(Provided passage begins)
How can cancer change your life: painting of hand shadow holding a man against a wall

How can cancer change your life?

Discover the profound impact of cancer on your life and relationships. Explore how this disease alters perspectives, shifts conversations, and transforms the way people treat you. Gain insights into navigating the changes and finding strength amidst the challenges.

Cancer Alters Friendships

It's undoubtedly painful when friends abandon you during your illness. It hurts deeply. Yet, among the multitude of acquaintances and friends who seem to vanish from your side, there are those who mean well but are simply clueless about how to communicate with someone who has cancer. Allow me to paint a picture of what it feels like to have the same conversations with a hundred people who mean well but lack the knowledge of what to say.

The first few hours after receiving your diagnosis are a whirlwind of tears, anger, fear, and more anger. The overwhelming question arises: "Why me?"

In my case, it was December 27, 2015, when I was diagnosed with stage four kidney cancer. I found myself asking, "Why me?" I never smoked, drank excessively, or indulged in illegal substances. No one saw it coming. 

"You have cancer," they said, "and only a 10-percent chance of survival. We have no idea why."

The most challenging aspect of discussing cancer is that initial week or two, when uttering the word "cancer" becomes an immense struggle. I remember calling my sister-in-law just hours after my diagnosis, and as I tried to relay the news, the word "cancer" stumbled out as an incoherent mess. 

It took nearly two weeks for me to utter that word without shedding tears. But once you reach that point, everything changes.

“It is not life as we know or understand it. Yet it is obviously alive; it exists.”


Cancer Shifts Perceptions and Conversations

"You look great."

If I had a dime for every time someone told me I looked great after they learned about my cancer, I would have enough to drown my sorrows in a bottomless glass.

When people think of cancer, they envision bald, frail individuals tethered to IV bottles. The reality, however, is that most cancer patients don't fit that image.

While I try to spare people discomfort, I couldn't resist when a friend of mine commented on how great I looked. I retorted, 

"For years, you never commented on my appearance. But now, with cancer, I suddenly look great. Cancer must be a beautifier!"

He understood the humor, but more importantly, he grasped the underlying message.

"Please talk to me."

Upon returning home from my cancer surgery, I noticed that no one wanted to talk to me because they didn't know what to say. That's perfectly understandable, but I was determined to put an end to it.

Being a relatively well-known writer in my area, I immediately penned an announcement about my diagnosis. Additionally, I had the advantage of hosting a local Internet radio talk show at Niagara's WaterCooler.

On my first radio show after the surgery, I insisted that the rest of the cast join me in mocking cancer. In my view, it's acceptable to find humor in the face of cancer.

We personified cancer and proceeded to detail what we would do to it. While some of it pushed the boundaries of what the FCC would allow, I loved it.

I am one of those individuals who wants to talk about cancer because I understand how it frightens people. I can see the fear in their eyes when they look at me, but I make them laugh and reassure them not to be afraid.
(Provided passage ends)
(Source material begins)
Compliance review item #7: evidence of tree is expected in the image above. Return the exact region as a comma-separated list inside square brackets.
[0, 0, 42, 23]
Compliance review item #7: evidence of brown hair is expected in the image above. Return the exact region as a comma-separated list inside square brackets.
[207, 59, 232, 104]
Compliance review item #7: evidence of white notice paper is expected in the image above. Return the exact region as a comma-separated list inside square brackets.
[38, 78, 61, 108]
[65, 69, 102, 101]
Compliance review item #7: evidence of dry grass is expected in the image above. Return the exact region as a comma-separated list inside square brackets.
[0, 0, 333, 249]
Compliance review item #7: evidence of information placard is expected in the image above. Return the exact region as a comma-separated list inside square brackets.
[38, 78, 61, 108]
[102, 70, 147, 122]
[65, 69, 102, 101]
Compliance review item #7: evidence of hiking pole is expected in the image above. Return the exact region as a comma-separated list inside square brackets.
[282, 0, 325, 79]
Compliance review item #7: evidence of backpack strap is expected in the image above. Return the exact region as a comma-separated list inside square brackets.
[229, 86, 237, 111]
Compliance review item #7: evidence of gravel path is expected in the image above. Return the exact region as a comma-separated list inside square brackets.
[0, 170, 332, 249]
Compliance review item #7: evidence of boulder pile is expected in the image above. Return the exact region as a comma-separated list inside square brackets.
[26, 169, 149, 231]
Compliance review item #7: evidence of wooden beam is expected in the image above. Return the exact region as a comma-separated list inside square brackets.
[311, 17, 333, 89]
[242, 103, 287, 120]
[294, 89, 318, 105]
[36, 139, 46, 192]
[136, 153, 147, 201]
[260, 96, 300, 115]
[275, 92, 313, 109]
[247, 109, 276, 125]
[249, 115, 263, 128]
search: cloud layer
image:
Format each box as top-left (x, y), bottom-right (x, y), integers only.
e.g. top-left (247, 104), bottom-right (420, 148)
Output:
(Source material ends)
Required tasks:
A. In the cancer essay, reproduce the part that opens with the words containing "We personified cancer" and closes with "to be afraid.", swapping "FCC" for "broadcast regulators".
B. List every habit the writer of the cancer essay says they never had.
The data plays no role in this work.

Set of answers:
A.
We personified cancer and proceeded to detail what we would do to it. While some of it pushed the boundaries of what the broadcast regulators would allow, I loved it.

I am one of those individuals who wants to talk about cancer because I understand how it frightens people. I can see the fear in their eyes when they look at me, but I make them laugh and reassure them not to be afraid.

B.
- Smoking
- Drinking excessively
- Indulging in illegal substances